• Aufgabenstellung
1. Welche Tagesmenge an Vitamin C empfiehlt die DGE laut dem Auszug Männern?
2. Gib aus dem Auszug den Text von „Auch andere wasserlösliche“ bis einschließlich „Prostatakrebs und Typ-2-Diabetes.“ wortgetreu wieder.

• Auszug
▼
Auch Donatus Nohr sieht Multivitamin-Präparate kritisch. „Da müsste man eigentlich für jeden einzelnen Nährstoff schauen: Wie viel ist drin? Was ist der empfohlene Wert? Und wie bin ich sonst damit versorgt?“ Deckt ein Präparat bereits 100 Prozent des Tagesbedarfs, kann es in Kombination mit der Nahrung schnell zu viel werden. Zumal es auch künstlich angereicherte Lebensmittel gibt. Die einmalige Überschreitung einer Vitamindosis sei unkritisch, sagt Nohr. „Wenn Sie ab und zu so eine Multivitamintablette nehmen, ist das kein Problem. Aber machen Sie das bitte nicht dreimal am Tag.“ Die Einnahme und Dosierung sollte man mit dem Arzt oder der Ärztin abstimmen.

Auch wasserlösliche Vitamine nicht überdosieren

Denn auch bei wasserlöslichen Vitaminen ist eine Überdosierung möglich. Meist ist sie aber erst bei deutlich höheren Dosen zu erwarten. Zu den Lieblingsvitaminen der Deutschen gehört Vitamin C. Es ist nicht nur in Form von Präparaten erhältlich, sondern wird auch Fruchtsäften und anderen Lebensmitteln zugesetzt. In der Zutatenliste findet sich das Vitamin unter dem Namen Ascorbinsäure oder E300 und dient unter anderem der Konservierung. Selbst als aufmerksamer Verbraucher hat man folglich kaum einen Überblick, wie viel davon man täglich zu sich nimmt.

Für Vitamin C hat die ESFA keinen harten Grenzwert festgelegt, laut der DGE ist bis zu etwa ein Gramm pro Tag zusätzlich zur normalen Ernährung vermutlich nicht mit schädlichen Nebenwirkungen verbunden. Die DGE empfiehlt Frauen 95, Männern insgesamt 110 Milligramm pro Tag. Für Schwangere und Stillende gelten abweichende Werte. „Wer viel zu viel einnimmt, bekommt Durchfall. Selten können sich auch Nierensteine entwickeln“, sagt Donatus Nohr, der unter anderem zum Einsatz von Vitamin C in der Krebstherapie forscht.

Auch andere wasserlösliche Vitamine können sich - unbegründet und in zu hoher Menge eingenommen - wohl ungünstig auswirken. Weil man vermutete, dass sie das Risiko für bestimmte Krebsarten oder Herz-Kreislauf-Erkrankungen verringern, wurde Menschen ein Vielfaches der Tagesempfehlungen an Vitamin B12 , B6 oder Folsäure verabreicht. „In Nachbeobachtungen hat man bei einigen der großen Studien gesehen, dass es teilweise erhöhte Krebsraten gab“, fasst Anke Weißenborn zusammen. Auch bei Spurenelementen wie Selen kann eine Überdosierung gefährlich werden: Bereits bei handelsüblichen Dosen zeigte sich in Studien unter anderem ein erhöhtes Risiko für Prostatakrebs und Typ-2-Diabetes.
▲
• Gespeicherte Dateneinträge
▼
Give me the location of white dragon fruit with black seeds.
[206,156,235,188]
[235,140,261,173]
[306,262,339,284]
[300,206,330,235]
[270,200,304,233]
▲
• Lösungen
1. Insgesamt 110 Milligramm pro Tag.

2.
Auch andere wasserlösliche Vitamine können sich - unbegründet und in zu hoher Menge eingenommen - wohl ungünstig auswirken. Weil man vermutete, dass sie das Risiko für bestimmte Krebsarten oder Herz-Kreislauf-Erkrankungen verringern, wurde Menschen ein Vielfaches der Tagesempfehlungen an Vitamin B12 , B6 oder Folsäure verabreicht. „In Nachbeobachtungen hat man bei einigen der großen Studien gesehen, dass es teilweise erhöhte Krebsraten gab“, fasst Anke Weißenborn zusammen. Auch bei Spurenelementen wie Selen kann eine Überdosierung gefährlich werden: Bereits bei handelsüblichen Dosen zeigte sich in Studien unter anderem ein erhöhtes Risiko für Prostatakrebs und Typ-2-Diabetes.